---------- Record excerpts ----------

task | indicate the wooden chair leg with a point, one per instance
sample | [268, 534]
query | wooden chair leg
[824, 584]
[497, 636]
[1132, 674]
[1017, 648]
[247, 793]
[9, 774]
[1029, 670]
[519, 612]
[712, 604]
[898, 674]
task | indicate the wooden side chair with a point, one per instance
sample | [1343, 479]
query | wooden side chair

----------

Quote all of the items above word for word, keeping every line intact and in its original order.

task | indicate the wooden chair leg with a point, one per instance
sample | [268, 534]
query | wooden chair leg
[824, 584]
[497, 636]
[1132, 674]
[1017, 648]
[247, 793]
[9, 774]
[1029, 670]
[519, 612]
[712, 604]
[898, 674]
task | indicate the wooden side chair with a point, one per instance
sample | [1343, 479]
query | wooden side chair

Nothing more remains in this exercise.